**REQUIREMENT:**
Quote the editorial on the Roper v. Simmons decision word for word, starting at the words "EDITOR’S NOTE: This" and stopping after "of Rights jurisprudence.".

**TEXT:**
*****
Politics & Policy

Travesty Time, Again

In its death-penalty decision, the Supreme Court hits a new low.

EDITOR’S NOTE: This piece appears in the March 28, 2005, issue of National Review.

There are plenty of reasons to deplore Roper v. Simmons, the Supreme Court’s decision that a murderer under the age of 18 when he committed his crime cannot be given the death penalty. The Court majority once more exhibited for all to see that dazzling combination of lawlessness and moral presumption which increasingly characterizes its Bill of Rights jurisprudence.

The opinion starts unpromisingly, informing us that by “protecting even those convicted of heinous crimes, the Eighth Amendment reaffirms the duty of the government to respect the dignity of all persons.” Readers may wonder about the dignity of the victim. Christopher Simmons, then 17, discussed with two companions his desire to murder someone, saying they could “get away with it” because they were minors. He and a juvenile confederate broke into the house of Shirley Crook, covered her eyes and mouth, and bound her hands with duct tape. They drove her to a state park, walked her onto a bridge, tied her hands and feet together with electrical wire, completely covered her whole face with duct tape, and threw her into the Meramec River, where, helpless, she drowned. Simmons bragged about the killing to friends, telling them he had killed a woman “because the bitch seen my face.” Arrested, he confessed, and was sentenced to death.
*****
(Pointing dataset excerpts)

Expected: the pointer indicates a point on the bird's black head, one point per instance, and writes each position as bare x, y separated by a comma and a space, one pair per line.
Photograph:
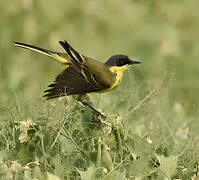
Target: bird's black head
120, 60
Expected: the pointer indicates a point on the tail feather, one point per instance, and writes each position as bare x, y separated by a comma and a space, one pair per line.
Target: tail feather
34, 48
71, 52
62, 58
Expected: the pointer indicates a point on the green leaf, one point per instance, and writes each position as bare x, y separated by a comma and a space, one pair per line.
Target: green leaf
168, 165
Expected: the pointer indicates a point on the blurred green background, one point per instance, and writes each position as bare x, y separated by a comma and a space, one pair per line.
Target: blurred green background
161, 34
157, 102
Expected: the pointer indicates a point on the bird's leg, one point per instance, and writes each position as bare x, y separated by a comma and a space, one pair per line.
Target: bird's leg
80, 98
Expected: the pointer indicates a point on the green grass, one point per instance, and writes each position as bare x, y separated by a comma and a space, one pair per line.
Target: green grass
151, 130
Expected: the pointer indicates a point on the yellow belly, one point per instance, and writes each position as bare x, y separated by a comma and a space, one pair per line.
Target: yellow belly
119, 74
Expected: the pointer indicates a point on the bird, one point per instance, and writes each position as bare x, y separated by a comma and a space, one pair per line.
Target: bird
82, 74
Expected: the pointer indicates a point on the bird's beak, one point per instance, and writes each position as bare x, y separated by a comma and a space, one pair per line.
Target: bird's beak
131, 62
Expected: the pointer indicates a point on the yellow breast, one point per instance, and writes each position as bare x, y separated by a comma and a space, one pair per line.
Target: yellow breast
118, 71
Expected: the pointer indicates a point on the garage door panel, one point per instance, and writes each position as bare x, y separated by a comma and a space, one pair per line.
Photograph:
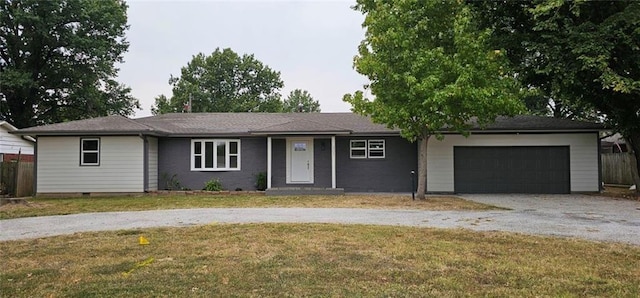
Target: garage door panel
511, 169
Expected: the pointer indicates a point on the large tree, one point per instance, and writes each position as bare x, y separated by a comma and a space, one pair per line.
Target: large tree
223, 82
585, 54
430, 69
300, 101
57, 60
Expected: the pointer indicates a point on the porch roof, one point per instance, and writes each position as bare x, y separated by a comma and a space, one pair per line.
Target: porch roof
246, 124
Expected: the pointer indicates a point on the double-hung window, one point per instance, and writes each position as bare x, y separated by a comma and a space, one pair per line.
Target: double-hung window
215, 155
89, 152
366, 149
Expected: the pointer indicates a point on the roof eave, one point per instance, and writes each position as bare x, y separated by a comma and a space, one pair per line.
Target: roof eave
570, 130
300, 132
*****
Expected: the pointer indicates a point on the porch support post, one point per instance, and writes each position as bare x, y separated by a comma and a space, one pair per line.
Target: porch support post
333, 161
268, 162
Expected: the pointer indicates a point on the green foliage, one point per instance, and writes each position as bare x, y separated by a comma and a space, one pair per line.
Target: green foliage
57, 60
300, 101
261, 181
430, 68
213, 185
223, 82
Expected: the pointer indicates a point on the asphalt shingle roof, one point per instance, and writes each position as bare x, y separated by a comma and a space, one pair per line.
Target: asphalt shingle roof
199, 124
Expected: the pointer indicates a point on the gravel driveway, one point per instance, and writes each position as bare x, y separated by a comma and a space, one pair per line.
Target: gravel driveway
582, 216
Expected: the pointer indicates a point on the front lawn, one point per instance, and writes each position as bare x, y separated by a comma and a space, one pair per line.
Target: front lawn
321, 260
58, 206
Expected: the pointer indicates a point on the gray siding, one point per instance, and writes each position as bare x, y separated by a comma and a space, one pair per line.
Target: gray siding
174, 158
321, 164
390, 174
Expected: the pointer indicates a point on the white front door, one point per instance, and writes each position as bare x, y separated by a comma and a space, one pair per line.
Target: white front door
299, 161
*****
**FINAL ANSWER:**
EDITOR’S NOTE: This piece appears in the March 28, 2005, issue of National Review.

There are plenty of reasons to deplore Roper v. Simmons, the Supreme Court’s decision that a murderer under the age of 18 when he committed his crime cannot be given the death penalty. The Court majority once more exhibited for all to see that dazzling combination of lawlessness and moral presumption which increasingly characterizes its Bill of Rights jurisprudence.